▸ TASK OBJECTIVE:
Does each statement below agree with the interview on serendipity? Answer yes or no for each and quote the deciding words. (a) Serendipity is described as a discovery made with a combination of luck and wisdom. (b) A discovery is recognized as serendipitous when it falls within the kinds of discoveries we expected to find. (c) The relevant expectations can concern the kinds of people who can be sources of new knowledge.

▸ PAGE EXTRACT:
Interdisciplinary society on serendipity - and a new CAPS publication

Samantha, before we talk about the society, what exactly is serendipity?

The most general way to think about serendipity is as a fortunate, or happy, discovery that was made with a combination of luck and wisdom. The word is used to differentiate discoveries that might have involved chance, but that also required someone clever enough to notice their value. Another way to think of it is as finding something that you weren't looking for, but are glad you found.

You just got a paper accepted on this topic in Synthese, where you present your own preferred understanding of serendipity, what I like to call 'Copeland Serendipity'. Can you tell us a bit about that?

I focus on the role of 'epistemic expectations' in my research on serendipity: we recognize a discovery as both lucky and clever when it falls outside of the kinds of discoveries we expected to find. The relevant expectations can be about the kinds of knowledge that are out there, about the kinds of methods we can use to produce knowledge, or about the kinds of people who can be sources of new knowledge. When we make a serendipitous discovery, we are recognizing that our expectations were limited—hence our surprise.

▸ DATASET ROWS:
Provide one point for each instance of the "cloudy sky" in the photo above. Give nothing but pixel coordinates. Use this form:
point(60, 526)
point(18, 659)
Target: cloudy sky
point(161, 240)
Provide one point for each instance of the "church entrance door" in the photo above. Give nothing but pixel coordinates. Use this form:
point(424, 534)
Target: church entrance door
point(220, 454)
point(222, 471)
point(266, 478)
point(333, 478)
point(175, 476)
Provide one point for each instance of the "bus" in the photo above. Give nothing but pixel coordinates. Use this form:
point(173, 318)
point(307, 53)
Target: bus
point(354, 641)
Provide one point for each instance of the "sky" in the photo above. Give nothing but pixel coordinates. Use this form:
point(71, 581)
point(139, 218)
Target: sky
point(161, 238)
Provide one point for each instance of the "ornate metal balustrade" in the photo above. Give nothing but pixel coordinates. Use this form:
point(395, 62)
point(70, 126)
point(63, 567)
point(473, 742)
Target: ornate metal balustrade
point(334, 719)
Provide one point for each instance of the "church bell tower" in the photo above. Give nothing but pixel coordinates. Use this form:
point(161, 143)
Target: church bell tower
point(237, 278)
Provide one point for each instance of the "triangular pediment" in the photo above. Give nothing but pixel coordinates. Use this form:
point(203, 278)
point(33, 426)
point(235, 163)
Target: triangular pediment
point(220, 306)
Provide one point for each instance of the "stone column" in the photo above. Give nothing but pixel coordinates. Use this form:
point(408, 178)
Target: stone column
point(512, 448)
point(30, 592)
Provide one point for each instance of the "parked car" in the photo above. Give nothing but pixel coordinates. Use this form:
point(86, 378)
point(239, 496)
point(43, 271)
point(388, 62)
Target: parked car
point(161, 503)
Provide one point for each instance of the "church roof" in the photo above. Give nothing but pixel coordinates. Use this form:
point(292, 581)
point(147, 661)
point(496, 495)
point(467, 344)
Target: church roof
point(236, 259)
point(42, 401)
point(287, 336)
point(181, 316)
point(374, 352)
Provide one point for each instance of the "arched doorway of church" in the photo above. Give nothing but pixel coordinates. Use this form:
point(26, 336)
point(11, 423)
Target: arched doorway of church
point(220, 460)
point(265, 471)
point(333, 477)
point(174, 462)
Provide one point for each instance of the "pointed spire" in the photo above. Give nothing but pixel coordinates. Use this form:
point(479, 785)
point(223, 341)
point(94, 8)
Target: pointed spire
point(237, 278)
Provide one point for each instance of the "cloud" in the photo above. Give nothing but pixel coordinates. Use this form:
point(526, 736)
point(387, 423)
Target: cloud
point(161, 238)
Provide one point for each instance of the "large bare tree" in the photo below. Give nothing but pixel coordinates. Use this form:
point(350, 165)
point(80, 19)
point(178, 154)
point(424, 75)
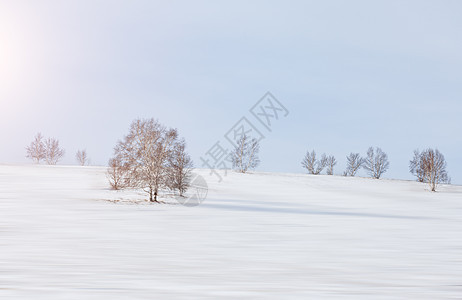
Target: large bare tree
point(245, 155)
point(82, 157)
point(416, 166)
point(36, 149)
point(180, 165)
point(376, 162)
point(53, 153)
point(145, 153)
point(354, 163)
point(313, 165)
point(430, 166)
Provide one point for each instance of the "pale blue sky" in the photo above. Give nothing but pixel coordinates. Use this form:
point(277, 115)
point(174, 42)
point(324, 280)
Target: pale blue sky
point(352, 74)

==

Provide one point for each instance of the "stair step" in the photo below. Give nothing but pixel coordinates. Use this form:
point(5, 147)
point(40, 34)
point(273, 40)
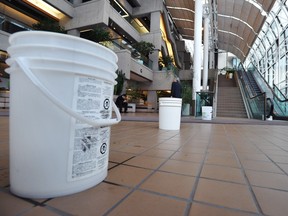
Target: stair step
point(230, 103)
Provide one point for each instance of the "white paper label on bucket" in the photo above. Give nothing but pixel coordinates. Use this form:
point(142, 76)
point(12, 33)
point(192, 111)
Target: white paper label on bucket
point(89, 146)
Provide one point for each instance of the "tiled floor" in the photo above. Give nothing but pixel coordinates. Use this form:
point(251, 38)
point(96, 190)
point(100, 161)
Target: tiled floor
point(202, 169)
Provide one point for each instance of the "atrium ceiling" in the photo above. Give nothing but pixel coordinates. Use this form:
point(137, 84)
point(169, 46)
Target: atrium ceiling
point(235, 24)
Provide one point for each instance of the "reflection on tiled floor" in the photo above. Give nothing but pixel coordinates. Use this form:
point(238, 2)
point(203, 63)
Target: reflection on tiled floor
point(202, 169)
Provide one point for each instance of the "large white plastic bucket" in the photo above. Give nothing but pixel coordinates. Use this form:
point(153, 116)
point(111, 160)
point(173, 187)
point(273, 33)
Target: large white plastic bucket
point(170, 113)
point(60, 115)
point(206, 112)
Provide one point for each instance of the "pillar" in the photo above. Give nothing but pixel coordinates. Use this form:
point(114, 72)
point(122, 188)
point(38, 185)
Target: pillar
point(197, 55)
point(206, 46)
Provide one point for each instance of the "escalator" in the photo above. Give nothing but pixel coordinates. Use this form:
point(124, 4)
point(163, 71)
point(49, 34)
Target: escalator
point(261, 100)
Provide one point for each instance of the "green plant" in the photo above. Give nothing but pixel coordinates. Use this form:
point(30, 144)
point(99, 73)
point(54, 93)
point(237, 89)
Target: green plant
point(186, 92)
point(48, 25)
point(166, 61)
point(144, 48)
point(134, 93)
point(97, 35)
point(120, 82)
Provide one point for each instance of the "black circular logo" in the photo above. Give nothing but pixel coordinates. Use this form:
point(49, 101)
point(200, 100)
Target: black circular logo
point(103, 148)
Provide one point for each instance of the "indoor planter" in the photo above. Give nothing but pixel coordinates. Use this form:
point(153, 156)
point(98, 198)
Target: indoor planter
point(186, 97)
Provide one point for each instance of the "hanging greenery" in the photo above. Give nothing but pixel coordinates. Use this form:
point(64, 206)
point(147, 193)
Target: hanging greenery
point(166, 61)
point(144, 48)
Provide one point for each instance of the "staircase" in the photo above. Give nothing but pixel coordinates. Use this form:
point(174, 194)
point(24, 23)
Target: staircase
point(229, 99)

---

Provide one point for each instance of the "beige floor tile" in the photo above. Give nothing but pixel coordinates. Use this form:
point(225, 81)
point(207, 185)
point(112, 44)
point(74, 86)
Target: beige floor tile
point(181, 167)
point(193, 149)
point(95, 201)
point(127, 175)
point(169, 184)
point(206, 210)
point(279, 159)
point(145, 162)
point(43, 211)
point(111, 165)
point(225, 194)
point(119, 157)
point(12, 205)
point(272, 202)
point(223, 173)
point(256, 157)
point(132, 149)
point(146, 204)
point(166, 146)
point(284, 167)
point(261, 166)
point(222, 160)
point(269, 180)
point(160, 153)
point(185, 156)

▸ WRITTEN RESPONSE:
(a) Yes: "a fortunate, or happy, discovery that was made with a combination of luck and wisdom."
(b) No: "when it falls outside of the kinds of discoveries we expected to find."
(c) Yes: "or about the kinds of people who can be sources of new knowledge."